◆ **Written request**: Rewrite the data below as a numbered list, omitting any blank lines.

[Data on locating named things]
◆ ◆ ◆ ◆ ◆
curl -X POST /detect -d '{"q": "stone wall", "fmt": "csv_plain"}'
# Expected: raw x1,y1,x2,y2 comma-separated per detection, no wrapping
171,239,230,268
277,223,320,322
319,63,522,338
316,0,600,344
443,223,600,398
◆ ◆ ◆ ◆ ◆
◆ **Worked solution**:
1. curl -X POST /detect -d '{"q": "stone wall", "fmt": "csv_plain"}'
2. # Expected: raw x1,y1,x2,y2 comma-separated per detection, no wrapping
3. 171,239,230,268
4. 277,223,320,322
5. 319,63,522,338
6. 316,0,600,344
7. 443,223,600,398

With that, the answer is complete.